▶ SOURCE EXTRACT:

══════

# The curse of the little rascals



## Dalia

Bonjour,
When Robert Blake was arrested in 2002 and charged with the murder of his wife, a lot of people began to look back and wonder if the kids who starred in the Our Gang films were under some kind of cloud.


*BACKGROUND




*
According to _Our Gang_ producer Hal Roach, 176 kids played in the 221 _Our Gang_ films made between 1922 and 1944. Only a few of these became major stars in the series.

It's not unusual for child stars to have a difficult time as they move into adulthood, and if anything life in the 1920s, '30s, and '40s was even tougher. Children who worked in the series typically started out earning less than $100 a week, and they never earned residuals-when the _Our Gang_ films made their way to television in the early 1950s, the kids didn't get a penny. Result: when their fame ended, they didn't have any money to fall back on like child stars do today.

When you consider how many kids cycled through the _Our Gang_ series, it stands to reason that quite a few of them would have problems later in life. Even so, the number of kids who suffered misfortune over the years is startling. You can't help but wonder: Are the Little Rascals cursed?

The Curse of the Little Rascals


----------



## my2¢

I caught this over the weekend when it popped up as a recommendation on YouTube.  Saddened me.

​


----------

══════

▶ TASKS FOR THIS EXERCISE:
**1.** According to the Little Rascals thread, how many Our Gang films were made between 1922 and 1944?
**2.** Which specific four-digit years does the Little Rascals thread mention? List them all.
The records below come from a separate source.

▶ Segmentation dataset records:

══════

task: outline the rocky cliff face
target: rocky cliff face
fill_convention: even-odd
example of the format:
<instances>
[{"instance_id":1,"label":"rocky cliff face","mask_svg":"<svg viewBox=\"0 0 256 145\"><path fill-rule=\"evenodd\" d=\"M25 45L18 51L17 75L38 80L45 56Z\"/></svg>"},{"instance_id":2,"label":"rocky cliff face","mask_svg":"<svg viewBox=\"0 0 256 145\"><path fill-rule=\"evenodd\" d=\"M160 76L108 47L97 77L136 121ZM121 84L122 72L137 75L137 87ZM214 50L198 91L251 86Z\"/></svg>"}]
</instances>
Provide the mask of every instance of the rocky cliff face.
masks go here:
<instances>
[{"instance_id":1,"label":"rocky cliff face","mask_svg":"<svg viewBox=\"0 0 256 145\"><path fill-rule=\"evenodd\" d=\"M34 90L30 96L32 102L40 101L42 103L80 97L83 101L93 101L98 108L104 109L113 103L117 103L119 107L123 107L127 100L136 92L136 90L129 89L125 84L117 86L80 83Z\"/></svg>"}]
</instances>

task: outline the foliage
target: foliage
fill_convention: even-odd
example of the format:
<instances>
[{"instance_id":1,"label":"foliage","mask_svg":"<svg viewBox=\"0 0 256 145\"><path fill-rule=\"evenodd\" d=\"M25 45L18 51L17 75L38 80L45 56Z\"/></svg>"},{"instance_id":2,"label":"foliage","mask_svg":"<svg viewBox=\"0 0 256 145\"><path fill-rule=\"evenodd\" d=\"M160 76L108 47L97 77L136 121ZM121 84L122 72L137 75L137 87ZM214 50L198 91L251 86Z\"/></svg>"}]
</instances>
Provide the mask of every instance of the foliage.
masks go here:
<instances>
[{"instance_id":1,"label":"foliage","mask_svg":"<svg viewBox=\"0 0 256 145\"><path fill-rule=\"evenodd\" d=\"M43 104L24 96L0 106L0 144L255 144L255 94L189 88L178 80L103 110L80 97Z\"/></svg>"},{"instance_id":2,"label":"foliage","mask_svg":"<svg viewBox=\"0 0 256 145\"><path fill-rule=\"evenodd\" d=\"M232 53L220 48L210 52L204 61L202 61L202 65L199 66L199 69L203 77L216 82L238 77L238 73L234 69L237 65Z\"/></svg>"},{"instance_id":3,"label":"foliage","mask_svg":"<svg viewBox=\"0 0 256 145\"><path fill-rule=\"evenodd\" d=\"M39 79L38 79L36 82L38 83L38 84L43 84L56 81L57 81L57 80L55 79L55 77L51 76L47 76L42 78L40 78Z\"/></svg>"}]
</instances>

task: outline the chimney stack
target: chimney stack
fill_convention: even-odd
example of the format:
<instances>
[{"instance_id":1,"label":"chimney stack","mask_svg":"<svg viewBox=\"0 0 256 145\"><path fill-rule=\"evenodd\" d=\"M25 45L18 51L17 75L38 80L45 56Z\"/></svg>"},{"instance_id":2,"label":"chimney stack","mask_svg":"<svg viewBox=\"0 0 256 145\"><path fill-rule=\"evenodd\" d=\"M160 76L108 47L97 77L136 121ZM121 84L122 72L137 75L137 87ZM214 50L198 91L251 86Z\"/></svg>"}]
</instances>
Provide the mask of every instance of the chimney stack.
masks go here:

══════

▶ EXPECTED RESULTS:
**1.** 221

**2.** 2002, 1922, 1944